_Source passage_.
Hi, Westside Express readers,
Allow me to introduce myself. My name is Javier Powell, a new writer here. I’m very excited to be writing for the Westside Express. Getting here has been a long journey, but I’ll try my best to briefly sum it up.
I was born in October 2002 in San Jose’s Kaiser Permanente Medical Facility to Domingo Sandoval and Kristina Powell. I’d live in that city for five years before moving to Gilroy and living there another five years.
The last place I lived before Los Banos was San Juan Bautista, which lasted four years. To say the least when my family moved to Los Banos in 2017, putting down roots here was hard.
My mom and dad were both usually working in retail management. The family had grown to six in total, including three brothers (including me) and our sister.
Throughout all this time, I would have an off-and-on-again passion for writing, I remember writing an adventure comic while living in San Juan Bautista. It was not very polished, but when I look back on it, the joy of stapling the finished story together still echoes in my mind.
Even further back in Gilroy, during kindergarten, I remember writing small stories and putting them in the book section for other kids to read. When we moved to Los Banos, my writing continued to be a side hobby, making fantasy worlds in my head and trying my best to document them.

_Provided records_.
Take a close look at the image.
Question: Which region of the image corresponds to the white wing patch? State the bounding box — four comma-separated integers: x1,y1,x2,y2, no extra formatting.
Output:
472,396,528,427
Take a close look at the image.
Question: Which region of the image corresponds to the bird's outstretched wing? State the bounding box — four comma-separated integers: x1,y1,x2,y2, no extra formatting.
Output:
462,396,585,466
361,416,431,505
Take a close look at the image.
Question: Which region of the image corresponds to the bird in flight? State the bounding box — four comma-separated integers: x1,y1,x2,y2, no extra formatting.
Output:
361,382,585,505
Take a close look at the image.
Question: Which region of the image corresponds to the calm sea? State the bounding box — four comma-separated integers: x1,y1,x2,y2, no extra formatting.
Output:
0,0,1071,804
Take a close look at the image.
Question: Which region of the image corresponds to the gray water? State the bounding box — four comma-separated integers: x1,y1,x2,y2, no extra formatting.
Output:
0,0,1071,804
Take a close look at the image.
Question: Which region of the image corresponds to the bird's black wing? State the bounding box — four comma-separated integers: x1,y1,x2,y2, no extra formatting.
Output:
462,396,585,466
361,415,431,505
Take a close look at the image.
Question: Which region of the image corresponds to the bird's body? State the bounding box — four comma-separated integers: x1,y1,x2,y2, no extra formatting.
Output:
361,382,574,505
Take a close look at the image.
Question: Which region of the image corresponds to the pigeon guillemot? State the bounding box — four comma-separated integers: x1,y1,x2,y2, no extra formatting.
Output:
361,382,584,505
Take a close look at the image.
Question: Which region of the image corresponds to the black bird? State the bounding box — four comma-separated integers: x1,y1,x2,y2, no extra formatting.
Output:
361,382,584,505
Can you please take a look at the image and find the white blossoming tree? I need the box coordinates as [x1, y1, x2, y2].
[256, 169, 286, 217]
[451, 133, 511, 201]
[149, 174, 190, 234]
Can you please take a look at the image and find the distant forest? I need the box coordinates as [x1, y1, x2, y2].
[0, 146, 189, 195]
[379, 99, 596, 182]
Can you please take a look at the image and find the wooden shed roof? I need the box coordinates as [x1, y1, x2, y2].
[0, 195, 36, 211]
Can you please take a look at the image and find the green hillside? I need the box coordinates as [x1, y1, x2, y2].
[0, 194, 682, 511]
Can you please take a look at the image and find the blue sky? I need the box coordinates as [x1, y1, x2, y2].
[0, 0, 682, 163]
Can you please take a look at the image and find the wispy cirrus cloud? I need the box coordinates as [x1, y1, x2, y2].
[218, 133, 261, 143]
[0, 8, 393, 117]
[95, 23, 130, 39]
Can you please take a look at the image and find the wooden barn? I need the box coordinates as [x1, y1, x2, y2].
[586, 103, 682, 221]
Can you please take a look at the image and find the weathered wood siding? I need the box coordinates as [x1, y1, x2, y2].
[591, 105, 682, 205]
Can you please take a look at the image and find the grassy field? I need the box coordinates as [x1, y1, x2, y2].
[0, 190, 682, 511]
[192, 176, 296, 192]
--
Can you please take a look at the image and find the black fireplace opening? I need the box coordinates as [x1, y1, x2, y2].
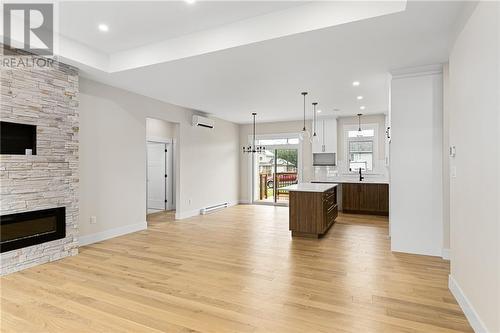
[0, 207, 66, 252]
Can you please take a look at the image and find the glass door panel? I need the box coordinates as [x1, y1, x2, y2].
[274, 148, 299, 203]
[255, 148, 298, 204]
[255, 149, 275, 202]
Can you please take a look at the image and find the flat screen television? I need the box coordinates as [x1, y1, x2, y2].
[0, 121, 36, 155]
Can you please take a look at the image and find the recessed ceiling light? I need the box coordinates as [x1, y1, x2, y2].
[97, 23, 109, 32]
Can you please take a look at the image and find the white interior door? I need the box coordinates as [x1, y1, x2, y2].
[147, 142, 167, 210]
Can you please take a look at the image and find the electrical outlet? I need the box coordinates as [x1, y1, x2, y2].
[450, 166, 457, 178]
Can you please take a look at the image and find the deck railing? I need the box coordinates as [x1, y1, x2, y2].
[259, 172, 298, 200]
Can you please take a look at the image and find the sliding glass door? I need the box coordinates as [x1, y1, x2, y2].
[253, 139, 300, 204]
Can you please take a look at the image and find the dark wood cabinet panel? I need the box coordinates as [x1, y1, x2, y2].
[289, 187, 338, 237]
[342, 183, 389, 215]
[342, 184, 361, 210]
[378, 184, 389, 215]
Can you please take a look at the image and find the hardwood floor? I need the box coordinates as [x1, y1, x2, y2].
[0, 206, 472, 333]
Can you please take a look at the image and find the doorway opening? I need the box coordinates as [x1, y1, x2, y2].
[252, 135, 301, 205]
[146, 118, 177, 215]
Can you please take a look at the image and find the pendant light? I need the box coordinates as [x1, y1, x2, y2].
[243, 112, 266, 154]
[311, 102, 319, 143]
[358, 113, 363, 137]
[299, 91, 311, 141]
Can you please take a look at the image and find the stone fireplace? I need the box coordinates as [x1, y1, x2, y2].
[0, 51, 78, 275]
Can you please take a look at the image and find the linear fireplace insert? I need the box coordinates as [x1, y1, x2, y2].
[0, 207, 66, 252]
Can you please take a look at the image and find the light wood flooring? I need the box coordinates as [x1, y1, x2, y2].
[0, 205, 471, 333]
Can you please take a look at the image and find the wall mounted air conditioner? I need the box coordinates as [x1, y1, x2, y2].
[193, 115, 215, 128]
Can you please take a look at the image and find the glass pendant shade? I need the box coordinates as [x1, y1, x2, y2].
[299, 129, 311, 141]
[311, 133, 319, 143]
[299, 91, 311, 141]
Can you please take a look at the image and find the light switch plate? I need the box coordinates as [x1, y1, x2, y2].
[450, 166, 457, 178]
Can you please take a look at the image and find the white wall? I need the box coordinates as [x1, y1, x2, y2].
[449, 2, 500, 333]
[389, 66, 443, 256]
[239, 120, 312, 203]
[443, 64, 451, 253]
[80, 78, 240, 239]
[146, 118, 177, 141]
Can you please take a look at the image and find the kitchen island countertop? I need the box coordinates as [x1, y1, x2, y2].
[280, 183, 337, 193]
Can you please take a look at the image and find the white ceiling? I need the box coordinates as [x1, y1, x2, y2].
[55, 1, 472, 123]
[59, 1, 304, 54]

_What is required_. Summarize the self-introduction above in two sentences.

_Solution_. Javier Powell, a new writer for the Westside Express, was born in San Jose in October 2002 and lived in Gilroy and San Juan Bautista before his family, which had grown to six, moved to Los Banos in 2017. He has had an off-and-on passion for writing since kindergarten: small stories in Gilroy, an adventure comic in San Juan Bautista, and, as a side hobby in Los Banos, documenting the fantasy worlds he imagines.